Exercise goal: Please put every line of the data below into a Markdown table with the columns "No." and "Text", numbering the rows in order and leaving out blank lines.

Object pointing data rows
==================================================
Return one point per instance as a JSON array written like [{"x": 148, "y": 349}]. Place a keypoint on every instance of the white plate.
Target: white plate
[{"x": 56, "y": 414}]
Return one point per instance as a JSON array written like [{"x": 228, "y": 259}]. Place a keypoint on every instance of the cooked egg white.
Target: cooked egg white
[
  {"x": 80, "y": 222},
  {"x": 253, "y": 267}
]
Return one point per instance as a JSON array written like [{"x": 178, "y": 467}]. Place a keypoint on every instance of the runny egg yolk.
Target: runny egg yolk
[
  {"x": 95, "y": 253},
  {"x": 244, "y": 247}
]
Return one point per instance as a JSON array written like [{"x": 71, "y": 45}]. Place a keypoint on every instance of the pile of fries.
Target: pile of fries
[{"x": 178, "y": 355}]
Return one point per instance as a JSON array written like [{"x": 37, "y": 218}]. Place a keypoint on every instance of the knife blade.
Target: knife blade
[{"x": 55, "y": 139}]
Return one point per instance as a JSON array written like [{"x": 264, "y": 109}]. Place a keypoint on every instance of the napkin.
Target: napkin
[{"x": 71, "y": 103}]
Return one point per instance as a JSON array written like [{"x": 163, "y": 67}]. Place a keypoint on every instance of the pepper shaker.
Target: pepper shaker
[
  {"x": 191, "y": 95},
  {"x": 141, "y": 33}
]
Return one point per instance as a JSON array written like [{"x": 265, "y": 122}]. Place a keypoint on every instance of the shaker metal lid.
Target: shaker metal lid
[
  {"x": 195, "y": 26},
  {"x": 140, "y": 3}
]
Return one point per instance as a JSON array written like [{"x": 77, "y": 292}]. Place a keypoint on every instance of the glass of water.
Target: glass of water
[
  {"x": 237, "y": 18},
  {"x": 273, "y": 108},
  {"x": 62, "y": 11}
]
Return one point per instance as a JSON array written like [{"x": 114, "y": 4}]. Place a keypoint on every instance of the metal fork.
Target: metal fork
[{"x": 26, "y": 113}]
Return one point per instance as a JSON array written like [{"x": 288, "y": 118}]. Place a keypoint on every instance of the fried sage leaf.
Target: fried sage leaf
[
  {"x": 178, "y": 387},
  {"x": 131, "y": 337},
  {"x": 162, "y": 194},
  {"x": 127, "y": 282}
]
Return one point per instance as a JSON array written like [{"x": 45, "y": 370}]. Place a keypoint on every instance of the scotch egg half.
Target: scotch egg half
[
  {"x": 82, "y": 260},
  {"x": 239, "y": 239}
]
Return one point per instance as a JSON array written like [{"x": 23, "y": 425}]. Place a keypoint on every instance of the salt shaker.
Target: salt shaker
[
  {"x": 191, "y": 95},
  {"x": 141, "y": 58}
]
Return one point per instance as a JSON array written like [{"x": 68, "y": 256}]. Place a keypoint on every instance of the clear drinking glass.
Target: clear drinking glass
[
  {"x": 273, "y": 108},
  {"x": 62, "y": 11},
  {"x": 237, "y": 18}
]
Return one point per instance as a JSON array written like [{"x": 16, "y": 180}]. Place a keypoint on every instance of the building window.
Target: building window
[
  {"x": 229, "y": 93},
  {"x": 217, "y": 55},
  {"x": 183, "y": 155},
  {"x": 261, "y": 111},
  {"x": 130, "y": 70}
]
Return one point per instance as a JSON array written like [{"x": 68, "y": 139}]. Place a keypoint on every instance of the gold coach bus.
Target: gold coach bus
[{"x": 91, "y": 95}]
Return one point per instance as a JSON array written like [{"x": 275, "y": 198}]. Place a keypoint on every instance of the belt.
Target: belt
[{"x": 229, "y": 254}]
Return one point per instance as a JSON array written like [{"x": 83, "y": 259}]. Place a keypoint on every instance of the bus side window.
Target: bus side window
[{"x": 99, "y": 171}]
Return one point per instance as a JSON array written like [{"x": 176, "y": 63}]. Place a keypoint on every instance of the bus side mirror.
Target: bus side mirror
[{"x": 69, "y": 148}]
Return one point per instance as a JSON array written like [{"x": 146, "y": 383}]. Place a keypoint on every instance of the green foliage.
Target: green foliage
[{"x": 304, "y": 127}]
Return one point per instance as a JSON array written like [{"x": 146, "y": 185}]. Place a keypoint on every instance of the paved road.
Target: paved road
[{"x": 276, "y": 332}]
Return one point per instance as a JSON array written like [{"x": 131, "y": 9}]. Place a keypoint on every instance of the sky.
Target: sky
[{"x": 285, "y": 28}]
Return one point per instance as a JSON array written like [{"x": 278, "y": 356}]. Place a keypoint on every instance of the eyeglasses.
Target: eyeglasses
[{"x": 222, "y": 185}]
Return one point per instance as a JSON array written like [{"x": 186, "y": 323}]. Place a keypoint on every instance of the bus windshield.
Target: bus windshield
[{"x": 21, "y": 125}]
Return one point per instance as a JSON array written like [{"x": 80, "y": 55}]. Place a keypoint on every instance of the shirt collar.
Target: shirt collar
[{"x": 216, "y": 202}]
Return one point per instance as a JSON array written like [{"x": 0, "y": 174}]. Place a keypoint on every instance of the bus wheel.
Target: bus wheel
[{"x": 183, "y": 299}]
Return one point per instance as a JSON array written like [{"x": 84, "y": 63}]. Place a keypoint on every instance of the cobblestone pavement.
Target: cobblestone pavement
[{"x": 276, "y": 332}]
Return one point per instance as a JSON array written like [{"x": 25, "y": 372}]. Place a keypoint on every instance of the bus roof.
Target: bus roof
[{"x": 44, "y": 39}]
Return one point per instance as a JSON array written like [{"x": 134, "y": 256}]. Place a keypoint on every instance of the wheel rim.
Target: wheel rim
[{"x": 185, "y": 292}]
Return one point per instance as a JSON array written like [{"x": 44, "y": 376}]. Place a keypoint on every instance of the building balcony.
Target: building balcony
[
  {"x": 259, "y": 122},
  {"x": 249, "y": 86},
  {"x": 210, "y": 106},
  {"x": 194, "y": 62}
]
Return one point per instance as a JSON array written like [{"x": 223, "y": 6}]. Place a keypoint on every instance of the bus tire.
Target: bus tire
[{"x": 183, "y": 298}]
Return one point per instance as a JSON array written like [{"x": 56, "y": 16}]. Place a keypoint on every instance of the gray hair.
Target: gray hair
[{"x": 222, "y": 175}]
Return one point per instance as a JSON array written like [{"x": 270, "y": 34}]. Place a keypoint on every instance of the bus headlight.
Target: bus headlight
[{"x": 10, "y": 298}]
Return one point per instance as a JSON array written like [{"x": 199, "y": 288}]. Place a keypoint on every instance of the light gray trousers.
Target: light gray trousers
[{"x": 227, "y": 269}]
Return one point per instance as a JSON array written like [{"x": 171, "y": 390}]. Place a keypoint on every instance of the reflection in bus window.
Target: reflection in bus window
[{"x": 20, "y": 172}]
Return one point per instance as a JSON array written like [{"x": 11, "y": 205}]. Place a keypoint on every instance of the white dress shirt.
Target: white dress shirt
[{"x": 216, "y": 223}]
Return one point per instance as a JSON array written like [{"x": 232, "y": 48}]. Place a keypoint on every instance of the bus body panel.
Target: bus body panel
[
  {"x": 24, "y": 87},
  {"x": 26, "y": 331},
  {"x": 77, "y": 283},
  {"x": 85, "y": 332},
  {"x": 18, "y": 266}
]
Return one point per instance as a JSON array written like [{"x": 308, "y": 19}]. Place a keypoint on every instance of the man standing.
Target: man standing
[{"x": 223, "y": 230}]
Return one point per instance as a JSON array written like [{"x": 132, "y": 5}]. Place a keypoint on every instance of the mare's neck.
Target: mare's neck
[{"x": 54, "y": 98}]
==================================================
The solution:
| No. | Text |
|---|---|
| 1 | Return one point per instance as a JSON array written like [{"x": 148, "y": 349}]. Place a keypoint on every instance of the white plate. |
| 2 | Target: white plate |
| 3 | [{"x": 56, "y": 414}] |
| 4 | Return one point per instance as a JSON array written like [{"x": 228, "y": 259}]. Place a keypoint on every instance of the cooked egg white. |
| 5 | Target: cooked egg white |
| 6 | [ |
| 7 |   {"x": 80, "y": 222}, |
| 8 |   {"x": 253, "y": 267} |
| 9 | ] |
| 10 | Return one point per instance as a JSON array written like [{"x": 178, "y": 467}]. Place a keypoint on every instance of the runny egg yolk. |
| 11 | Target: runny egg yolk |
| 12 | [ |
| 13 |   {"x": 95, "y": 253}, |
| 14 |   {"x": 244, "y": 247} |
| 15 | ] |
| 16 | Return one point per instance as a JSON array written like [{"x": 71, "y": 45}]. Place a keypoint on every instance of the pile of fries. |
| 17 | Target: pile of fries |
| 18 | [{"x": 178, "y": 355}] |
| 19 | Return one point per instance as a JSON array written like [{"x": 37, "y": 218}]. Place a keypoint on every instance of the knife blade. |
| 20 | Target: knife blade |
| 21 | [{"x": 55, "y": 139}] |
| 22 | Return one point per instance as a JSON array written like [{"x": 264, "y": 109}]. Place a keypoint on every instance of the napkin. |
| 23 | Target: napkin |
| 24 | [{"x": 71, "y": 103}] |
| 25 | Return one point per instance as a JSON array written like [{"x": 163, "y": 67}]. Place a keypoint on every instance of the pepper shaker. |
| 26 | Target: pepper shaker |
| 27 | [ |
| 28 |   {"x": 191, "y": 95}, |
| 29 |   {"x": 141, "y": 33} |
| 30 | ] |
| 31 | Return one point per instance as a JSON array written like [{"x": 265, "y": 122}]. Place a keypoint on every instance of the shaker metal lid. |
| 32 | Target: shaker metal lid |
| 33 | [ |
| 34 |   {"x": 195, "y": 26}, |
| 35 |   {"x": 140, "y": 3} |
| 36 | ] |
| 37 | Return one point per instance as a JSON array written like [{"x": 77, "y": 292}]. Place a keypoint on every instance of the glass of water. |
| 38 | Target: glass of water |
| 39 | [ |
| 40 |   {"x": 237, "y": 18}, |
| 41 |   {"x": 273, "y": 108}, |
| 42 |   {"x": 62, "y": 11} |
| 43 | ] |
| 44 | Return one point per instance as a JSON array written like [{"x": 114, "y": 4}]. Place a keypoint on every instance of the metal fork. |
| 45 | Target: metal fork |
| 46 | [{"x": 26, "y": 113}] |
| 47 | Return one point per instance as a JSON array written like [{"x": 288, "y": 118}]. Place a keypoint on every instance of the fried sage leaf. |
| 48 | Target: fried sage leaf |
| 49 | [ |
| 50 |   {"x": 178, "y": 387}, |
| 51 |   {"x": 131, "y": 337}, |
| 52 |   {"x": 162, "y": 194}, |
| 53 |   {"x": 127, "y": 282} |
| 54 | ] |
| 55 | Return one point per instance as a JSON array written like [{"x": 45, "y": 370}]. Place a keypoint on every instance of the scotch egg half. |
| 56 | Target: scotch egg half |
| 57 | [ |
| 58 |   {"x": 82, "y": 260}, |
| 59 |   {"x": 239, "y": 239} |
| 60 | ] |
| 61 | Return one point per instance as a JSON array written like [{"x": 23, "y": 425}]. Place a keypoint on every instance of the salt shaker. |
| 62 | Target: salt shaker |
| 63 | [ |
| 64 |   {"x": 191, "y": 95}, |
| 65 |   {"x": 141, "y": 58} |
| 66 | ] |
| 67 | Return one point per instance as a JSON array written like [{"x": 68, "y": 256}]. Place a keypoint on every instance of the clear drinking glass. |
| 68 | Target: clear drinking glass |
| 69 | [ |
| 70 |   {"x": 273, "y": 108}, |
| 71 |   {"x": 62, "y": 11}, |
| 72 |   {"x": 237, "y": 18} |
| 73 | ] |
| 74 | Return one point per instance as a JSON array written like [{"x": 16, "y": 180}]. Place a keypoint on every instance of the building window. |
| 75 | Target: building window |
| 76 | [ |
| 77 |   {"x": 229, "y": 93}, |
| 78 |   {"x": 217, "y": 55}, |
| 79 |   {"x": 183, "y": 155}, |
| 80 |   {"x": 261, "y": 111}, |
| 81 |   {"x": 130, "y": 70} |
| 82 | ] |
| 83 | Return one point per instance as a JSON array written like [{"x": 68, "y": 139}]. Place a keypoint on every instance of the gold coach bus. |
| 84 | Target: gold coach bus |
| 85 | [{"x": 91, "y": 95}] |
| 86 | Return one point per instance as a JSON array written like [{"x": 275, "y": 198}]. Place a keypoint on every instance of the belt. |
| 87 | Target: belt |
| 88 | [{"x": 229, "y": 254}] |
| 89 | Return one point per instance as a JSON array written like [{"x": 83, "y": 259}]. Place a keypoint on every instance of the bus side window. |
| 90 | Target: bus side window |
| 91 | [{"x": 99, "y": 171}] |
| 92 | Return one point per instance as a JSON array written like [{"x": 176, "y": 63}]. Place a keypoint on every instance of the bus side mirror. |
| 93 | Target: bus side mirror |
| 94 | [{"x": 69, "y": 148}] |
| 95 | Return one point per instance as a JSON array written like [{"x": 146, "y": 383}]. Place a keypoint on every instance of the green foliage. |
| 96 | Target: green foliage |
| 97 | [{"x": 304, "y": 127}] |
| 98 | Return one point per instance as a JSON array written like [{"x": 146, "y": 185}]. Place a keypoint on every instance of the paved road. |
| 99 | Target: paved road |
| 100 | [{"x": 276, "y": 332}] |
| 101 | Return one point per instance as a JSON array written like [{"x": 131, "y": 9}]. Place a keypoint on every instance of the sky. |
| 102 | Target: sky |
| 103 | [{"x": 285, "y": 28}] |
| 104 | Return one point per instance as a JSON array written like [{"x": 278, "y": 356}]. Place a keypoint on every instance of the eyeglasses. |
| 105 | Target: eyeglasses |
| 106 | [{"x": 222, "y": 185}] |
| 107 | Return one point per instance as a JSON array written like [{"x": 186, "y": 323}]. Place a keypoint on every instance of the bus windshield. |
| 108 | Target: bus windshield |
| 109 | [{"x": 21, "y": 125}] |
| 110 | Return one point per instance as a JSON array written like [{"x": 80, "y": 55}]. Place a keypoint on every instance of the shirt collar. |
| 111 | Target: shirt collar |
| 112 | [{"x": 216, "y": 202}] |
| 113 | Return one point per instance as a JSON array written like [{"x": 0, "y": 174}]. Place a keypoint on every instance of the bus wheel. |
| 114 | Target: bus wheel |
| 115 | [{"x": 183, "y": 299}] |
| 116 | Return one point per instance as a JSON array written like [{"x": 84, "y": 63}]. Place a keypoint on every instance of the cobblestone pavement. |
| 117 | Target: cobblestone pavement |
| 118 | [{"x": 276, "y": 332}] |
| 119 | Return one point per instance as a JSON array written like [{"x": 25, "y": 372}]. Place a keypoint on every instance of the bus roof. |
| 120 | Target: bus roof |
| 121 | [{"x": 44, "y": 39}] |
| 122 | Return one point per instance as a JSON array written like [{"x": 134, "y": 256}]. Place a keypoint on every instance of the wheel rim. |
| 123 | Target: wheel rim |
| 124 | [{"x": 185, "y": 292}] |
| 125 | Return one point per instance as a JSON array written like [{"x": 44, "y": 376}]. Place a keypoint on every instance of the building balcony. |
| 126 | Target: building balcony |
| 127 | [ |
| 128 |   {"x": 259, "y": 122}, |
| 129 |   {"x": 249, "y": 86}, |
| 130 |   {"x": 210, "y": 106}, |
| 131 |   {"x": 194, "y": 62} |
| 132 | ] |
| 133 | Return one point per instance as a JSON array written like [{"x": 223, "y": 6}]. Place a keypoint on every instance of the bus tire. |
| 134 | Target: bus tire |
| 135 | [{"x": 183, "y": 298}] |
| 136 | Return one point per instance as a JSON array written like [{"x": 56, "y": 16}]. Place a keypoint on every instance of the gray hair. |
| 137 | Target: gray hair |
| 138 | [{"x": 222, "y": 175}] |
| 139 | Return one point per instance as a JSON array written like [{"x": 270, "y": 34}]. Place a keypoint on every instance of the bus headlight. |
| 140 | Target: bus headlight |
| 141 | [{"x": 10, "y": 298}] |
| 142 | Return one point per instance as a JSON array written like [{"x": 199, "y": 288}]. Place a keypoint on every instance of the light gray trousers. |
| 143 | Target: light gray trousers |
| 144 | [{"x": 227, "y": 269}] |
| 145 | Return one point per instance as a JSON array written like [{"x": 171, "y": 390}]. Place a keypoint on every instance of the reflection in bus window. |
| 146 | Target: reflection in bus window |
| 147 | [{"x": 20, "y": 172}] |
| 148 | Return one point per instance as a JSON array written like [{"x": 11, "y": 205}]. Place a keypoint on every instance of the white dress shirt. |
| 149 | Target: white dress shirt |
| 150 | [{"x": 216, "y": 223}] |
| 151 | Return one point per instance as a JSON array written like [{"x": 232, "y": 48}]. Place a keypoint on every instance of the bus body panel. |
| 152 | Target: bus body panel |
| 153 | [ |
| 154 |   {"x": 24, "y": 87}, |
| 155 |   {"x": 26, "y": 331}, |
| 156 |   {"x": 77, "y": 283}, |
| 157 |   {"x": 85, "y": 332}, |
| 158 |   {"x": 18, "y": 266} |
| 159 | ] |
| 160 | Return one point per instance as a JSON array written like [{"x": 308, "y": 19}]. Place a keypoint on every instance of the man standing. |
| 161 | Target: man standing |
| 162 | [{"x": 223, "y": 230}] |
| 163 | Return one point per instance as a JSON array written like [{"x": 132, "y": 5}]. Place a keypoint on every instance of the mare's neck. |
| 164 | Target: mare's neck |
| 165 | [{"x": 54, "y": 98}] |